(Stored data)

* * * * * * *

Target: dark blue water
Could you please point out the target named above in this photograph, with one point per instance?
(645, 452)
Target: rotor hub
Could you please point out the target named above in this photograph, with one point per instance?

* * * * * * *

» EXERCISE REQUIREMENTS: Set down only these lines, exactly: the one containing "Target: rotor hub" and each line after it through the end of the entries above.

» ANSWER TO THIS PROBLEM:
Target: rotor hub
Could you please point out the target named above in this photograph, with one point per instance?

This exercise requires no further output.